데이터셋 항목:
• • • • • • •
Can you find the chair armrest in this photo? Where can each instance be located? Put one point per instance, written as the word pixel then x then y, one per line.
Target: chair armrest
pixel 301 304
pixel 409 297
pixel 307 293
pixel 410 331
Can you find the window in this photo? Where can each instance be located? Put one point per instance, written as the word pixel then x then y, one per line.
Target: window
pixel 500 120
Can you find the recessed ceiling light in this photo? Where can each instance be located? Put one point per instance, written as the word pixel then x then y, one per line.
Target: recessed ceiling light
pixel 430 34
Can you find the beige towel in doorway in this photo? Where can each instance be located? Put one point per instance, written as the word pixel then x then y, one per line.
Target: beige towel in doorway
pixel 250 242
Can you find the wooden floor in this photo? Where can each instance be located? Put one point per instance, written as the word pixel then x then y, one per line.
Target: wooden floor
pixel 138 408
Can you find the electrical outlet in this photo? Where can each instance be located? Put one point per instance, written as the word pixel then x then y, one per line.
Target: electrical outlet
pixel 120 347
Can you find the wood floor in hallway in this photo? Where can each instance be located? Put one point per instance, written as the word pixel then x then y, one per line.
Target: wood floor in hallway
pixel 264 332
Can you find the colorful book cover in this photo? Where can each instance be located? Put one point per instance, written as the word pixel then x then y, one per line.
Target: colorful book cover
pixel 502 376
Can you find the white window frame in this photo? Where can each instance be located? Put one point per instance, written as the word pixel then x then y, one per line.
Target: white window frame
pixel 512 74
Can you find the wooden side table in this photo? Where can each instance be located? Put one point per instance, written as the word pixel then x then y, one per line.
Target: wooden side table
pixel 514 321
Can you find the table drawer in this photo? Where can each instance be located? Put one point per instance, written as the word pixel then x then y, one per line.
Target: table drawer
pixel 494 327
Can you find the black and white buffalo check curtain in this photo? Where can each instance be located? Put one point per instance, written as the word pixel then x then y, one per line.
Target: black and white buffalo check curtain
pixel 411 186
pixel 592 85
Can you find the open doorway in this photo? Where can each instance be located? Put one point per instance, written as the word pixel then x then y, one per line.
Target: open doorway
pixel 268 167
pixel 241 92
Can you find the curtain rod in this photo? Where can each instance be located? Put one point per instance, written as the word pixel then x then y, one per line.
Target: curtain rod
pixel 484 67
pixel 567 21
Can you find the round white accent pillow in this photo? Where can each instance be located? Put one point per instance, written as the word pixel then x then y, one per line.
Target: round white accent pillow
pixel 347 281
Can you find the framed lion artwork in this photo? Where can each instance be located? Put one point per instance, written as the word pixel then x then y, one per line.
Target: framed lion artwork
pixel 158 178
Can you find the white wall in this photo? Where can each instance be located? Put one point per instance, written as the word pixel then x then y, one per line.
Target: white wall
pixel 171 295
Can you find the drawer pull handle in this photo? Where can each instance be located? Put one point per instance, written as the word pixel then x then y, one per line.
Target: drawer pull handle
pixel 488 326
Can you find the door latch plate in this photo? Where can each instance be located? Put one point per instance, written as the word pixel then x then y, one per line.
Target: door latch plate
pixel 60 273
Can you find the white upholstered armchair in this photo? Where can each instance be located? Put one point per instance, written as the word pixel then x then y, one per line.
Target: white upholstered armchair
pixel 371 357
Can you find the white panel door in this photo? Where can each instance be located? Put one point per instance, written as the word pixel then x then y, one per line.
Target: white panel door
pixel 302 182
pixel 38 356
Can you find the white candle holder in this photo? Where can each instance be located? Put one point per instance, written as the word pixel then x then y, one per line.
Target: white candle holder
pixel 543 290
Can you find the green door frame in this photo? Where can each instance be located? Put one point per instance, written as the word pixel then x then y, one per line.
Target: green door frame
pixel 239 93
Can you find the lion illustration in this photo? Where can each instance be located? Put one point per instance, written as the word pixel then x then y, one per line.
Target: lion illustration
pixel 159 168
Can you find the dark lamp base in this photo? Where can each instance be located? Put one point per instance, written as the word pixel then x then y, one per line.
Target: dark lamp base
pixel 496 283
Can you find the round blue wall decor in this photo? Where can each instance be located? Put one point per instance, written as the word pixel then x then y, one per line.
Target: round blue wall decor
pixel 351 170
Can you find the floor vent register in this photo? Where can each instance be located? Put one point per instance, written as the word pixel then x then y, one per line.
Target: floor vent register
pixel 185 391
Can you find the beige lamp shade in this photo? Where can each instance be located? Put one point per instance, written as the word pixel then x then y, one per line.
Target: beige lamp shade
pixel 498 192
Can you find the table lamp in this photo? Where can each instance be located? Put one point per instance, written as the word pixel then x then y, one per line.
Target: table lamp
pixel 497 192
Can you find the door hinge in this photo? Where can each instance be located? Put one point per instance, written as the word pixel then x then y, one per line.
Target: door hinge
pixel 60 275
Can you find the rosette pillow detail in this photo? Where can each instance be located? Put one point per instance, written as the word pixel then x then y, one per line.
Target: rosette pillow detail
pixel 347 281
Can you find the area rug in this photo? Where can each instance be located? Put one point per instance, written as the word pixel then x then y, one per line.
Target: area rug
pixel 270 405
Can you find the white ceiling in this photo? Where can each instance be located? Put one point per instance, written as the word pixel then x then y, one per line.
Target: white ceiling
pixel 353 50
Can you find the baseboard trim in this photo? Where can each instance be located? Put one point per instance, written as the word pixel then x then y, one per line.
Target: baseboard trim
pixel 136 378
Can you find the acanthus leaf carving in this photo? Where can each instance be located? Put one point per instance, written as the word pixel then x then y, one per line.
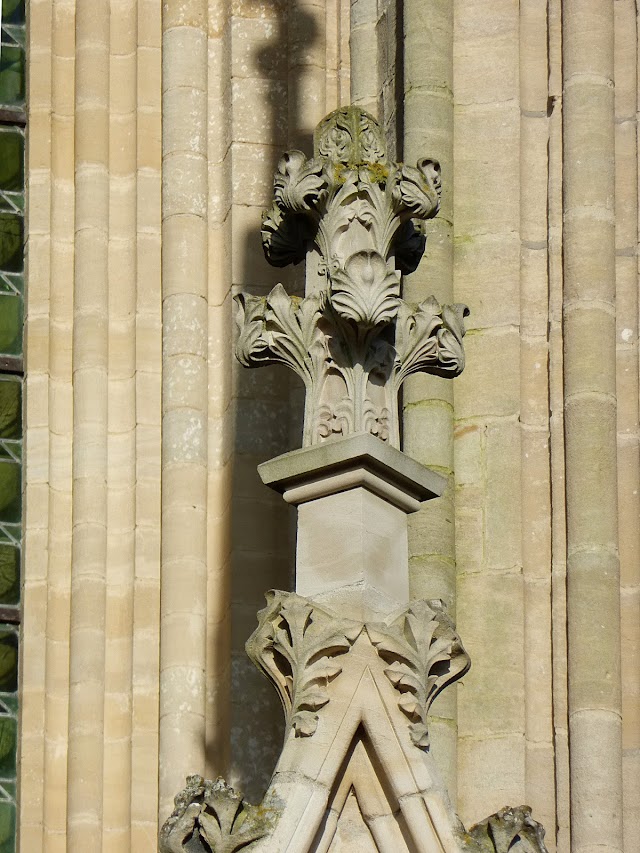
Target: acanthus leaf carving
pixel 365 290
pixel 211 816
pixel 298 182
pixel 508 830
pixel 297 645
pixel 424 654
pixel 418 189
pixel 279 328
pixel 429 338
pixel 284 237
pixel 359 216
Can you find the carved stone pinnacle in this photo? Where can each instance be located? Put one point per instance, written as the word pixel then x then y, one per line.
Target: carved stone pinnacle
pixel 356 219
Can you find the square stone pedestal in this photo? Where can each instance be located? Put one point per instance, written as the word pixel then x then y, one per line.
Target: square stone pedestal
pixel 353 495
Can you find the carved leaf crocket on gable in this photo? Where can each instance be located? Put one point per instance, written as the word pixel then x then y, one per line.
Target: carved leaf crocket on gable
pixel 357 220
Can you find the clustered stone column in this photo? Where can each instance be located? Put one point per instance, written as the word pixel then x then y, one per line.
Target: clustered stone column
pixel 356 662
pixel 183 620
pixel 593 578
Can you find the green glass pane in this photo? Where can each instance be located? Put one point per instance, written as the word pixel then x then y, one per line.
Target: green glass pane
pixel 10 324
pixel 11 162
pixel 13 12
pixel 11 159
pixel 10 407
pixel 12 74
pixel 10 491
pixel 8 663
pixel 9 574
pixel 7 747
pixel 7 827
pixel 11 242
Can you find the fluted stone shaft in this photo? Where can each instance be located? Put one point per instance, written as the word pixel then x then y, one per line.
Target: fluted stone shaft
pixel 534 417
pixel 428 400
pixel 593 592
pixel 184 404
pixel 90 424
pixel 490 609
pixel 626 209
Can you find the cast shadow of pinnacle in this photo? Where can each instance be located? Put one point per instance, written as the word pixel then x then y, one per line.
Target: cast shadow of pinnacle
pixel 268 410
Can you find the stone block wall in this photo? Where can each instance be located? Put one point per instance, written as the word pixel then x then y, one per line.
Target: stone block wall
• • • • • • •
목록 전체에서 "Target" 이름을 "Label" 이름으로 바꾸고 나머지는 그대로 둔 채 다시 적어 주세요. 답에서 사진은 빼세요.

Can you find the chair armrest in this photo? Where can each instance be located? Put one point per instance, written as the word pixel then x then y, one per line.
Label: chair armrest
pixel 301 304
pixel 409 297
pixel 307 293
pixel 410 331
Can you find the window in this photo? Where can each instance be located? Put one point per instance, written as the word pixel then x then y, one per line.
Label: window
pixel 500 120
Can you find the recessed ceiling light in this photo? Where can each instance be located? Put one point per instance, written as the word pixel then x then y, one per line.
Label: recessed ceiling light
pixel 430 34
Can you find the beige towel in doorway in this photo? Where can each instance be located? Put one point per instance, written as the word pixel then x then y, one per line.
Label: beige towel in doorway
pixel 250 242
Can you find the wooden floor in this photo? Where can each instance be located? Put one point per instance, written as the word pixel then x then y, one per line.
Label: wooden floor
pixel 138 408
Can you find the electrical outlet in this photo? Where can each instance be located? Put one point per instance, written as the word pixel then x then y, one per line.
Label: electrical outlet
pixel 120 347
Can you find the wood floor in hallway in this photo? Where can each instance be located? Put one point per instance, written as the word pixel then x then y, one per line.
Label: wood floor in hallway
pixel 264 332
Can you find the colorful book cover in this photo? Where can each instance be located? Put one point per instance, written as the word pixel then x then y, one per line.
Label: colorful book cover
pixel 502 376
Can you find the white window frame in this photo? Where can each instance be located? Put one point per instance, written as the word pixel then x then y, one per line.
Label: white window frame
pixel 512 74
Can you find the wooden side table in this photo? Where can each instance be located? Put one point per instance, written as the word pixel then x then y, one per line.
Label: wooden side table
pixel 514 321
Can you find the table drawer in this photo? Where can each instance be located? Put one point per instance, written as the word pixel then x then y, one per line.
Label: table drawer
pixel 494 327
Can you find the black and white buffalo check curtain in this photo? Where can each instance be located? Put one point per instance, written as the word pixel then x then y, one per line.
Label: black and white buffalo check curtain
pixel 411 186
pixel 592 85
Can you find the open doorway in this photo? Where can each instance be located? Put one point per instance, written as the word pixel then x then y, one per line.
Label: open doorway
pixel 268 167
pixel 241 92
Can you find the curtain rod in this photo? Where can each instance be located? Put one point per instance, written as the word pixel then x then y, one per line.
Label: curtain rod
pixel 484 67
pixel 567 21
Can you find the round white accent pillow in this photo? Where can each instance be located? Put one point per instance, written as the word pixel then x then y, one per line.
Label: round white accent pillow
pixel 347 281
Can you find the framed lion artwork in this photo? Where can each instance be located? Put one point per instance, written as the word pixel then x then y, one per line.
Label: framed lion artwork
pixel 158 178
Can you find the white wall in this photo? Where can each instance be located? Put one point per instance, written as the word pixel then x then y, one per line.
Label: white wall
pixel 171 295
Can you find the drawer pull handle in this photo? Where can each instance be located? Put one point per instance, written as the word pixel then x then y, one per line.
Label: drawer pull handle
pixel 488 326
Can you find the door latch plate in this photo? Where can each instance be located? Put one point per instance, written as the word pixel then x then y, one per line.
Label: door latch plate
pixel 60 273
Can you find the white upholstered armchair in this photo? Where can each instance be located? Put one point per instance, written as the word pixel then x then y, one per line.
Label: white upholstered armchair
pixel 371 357
Can you find the white panel door in this photo? Where can each instance be located? Put one point per instance, written as the word pixel then x then y, one per line.
Label: white panel door
pixel 302 182
pixel 38 356
Can you find the white candle holder in this photo? Where can each instance be located? Put one point per instance, written as the word pixel then x then y, one per line.
Label: white candle holder
pixel 543 290
Can you find the green door frame in this photo? Where can each instance be located? Put one point per instance, written as the word pixel then x then y, one per line.
Label: green door frame
pixel 239 93
Can you find the lion illustration in this photo? Where can each instance be located? Put one point per instance, written as the word pixel then x then y, one per line.
Label: lion illustration
pixel 159 168
Can you find the dark lamp base in this photo? Where can each instance be located? Put one point per instance, written as the word pixel then x then y, one per line.
Label: dark lamp base
pixel 496 283
Can you find the round blue wall decor in this photo? Where can each instance be located? Put one point per instance, written as the word pixel then x then y, one per line.
Label: round blue wall decor
pixel 351 170
Can you find the floor vent register in this photo? Where can each instance be located? Put one point per instance, written as the word pixel then x then y, one per line.
Label: floor vent register
pixel 185 391
Can you find the beige lamp shade in this photo? Where can each instance be located? Put one point per instance, written as the word pixel then x then y, one per line.
Label: beige lamp shade
pixel 498 192
Can you find the table lamp in this photo? Where can each instance be located? Put one point per instance, written as the word pixel then x then y, one per line.
Label: table lamp
pixel 497 192
Can you find the door hinge in this photo? Where can each instance be located? Put one point per instance, written as the word pixel then x then y, one per line.
Label: door hinge
pixel 60 275
Can you find the rosette pillow detail in this photo? Where can each instance be located? Put one point per instance, written as the word pixel then x then y, one per line.
Label: rosette pillow detail
pixel 347 281
Can you find the area rug in this photo? Where can each instance be located? Put one point per instance, written as the word pixel then x then y, one per line.
Label: area rug
pixel 270 405
Can you find the white ceiling in this photo? Where can each instance be located? Put one point per instance, written as the word pixel then x then y, one per line.
Label: white ceiling
pixel 353 50
Can you find the baseboard trim in this photo? Where can each instance be located? Put one point per instance, written as the word pixel then x then y, one per line.
Label: baseboard trim
pixel 136 378
Can you find the acanthus leaf carving in this photo? Where can each instance be located? Put one point per instance, written as the word pixel then x then y, one per line.
Label: acanthus leaf carving
pixel 365 290
pixel 211 816
pixel 298 182
pixel 508 830
pixel 297 645
pixel 424 654
pixel 418 189
pixel 279 328
pixel 429 338
pixel 284 237
pixel 359 216
Can you find the carved stone pinnacle in this photo? Where can each instance be located? Put one point per instance, written as the word pixel then x then y, one per line.
Label: carved stone pinnacle
pixel 356 219
Can you find the square stone pedestal in this photo? Where can each instance be located? Put one point per instance, written as the word pixel then x then y, one per line.
Label: square stone pedestal
pixel 353 495
Can you find the carved leaf crocket on gable in this photo? Where can each instance be located? Put one point per instance, written as the word pixel then x then y, one per line.
Label: carved leaf crocket on gable
pixel 357 220
Can you find the clustered stone column in this photo? Where can each instance be located? Put one point per instance, written as the word pixel then x then y, one per line.
Label: clustered stone column
pixel 356 662
pixel 183 620
pixel 593 578
Can you find the green glass pane in this photo? Where can each instance be located? Put one point per instance, written as the word pixel then x then y, one per line.
Label: green glass pane
pixel 10 324
pixel 11 162
pixel 13 12
pixel 11 159
pixel 10 407
pixel 12 74
pixel 10 491
pixel 8 663
pixel 9 574
pixel 7 747
pixel 7 827
pixel 11 242
Can you find the fluted stone shaft in this photo? Where can each instance be located? Put one point per instance, written as the word pixel then x then y, one per line.
Label: fluted stone shaft
pixel 534 417
pixel 428 400
pixel 593 592
pixel 184 404
pixel 90 424
pixel 490 609
pixel 626 209
Can you find the cast shadow of pinnacle in this photo? Where can each instance be located? Put one point per instance, written as the word pixel then x then y, one per line.
Label: cast shadow of pinnacle
pixel 268 410
Can you find the stone block wall in this photo? Where can each instance be located? Put one point per instance, written as the word pixel then x then y, one per line.
Label: stone block wall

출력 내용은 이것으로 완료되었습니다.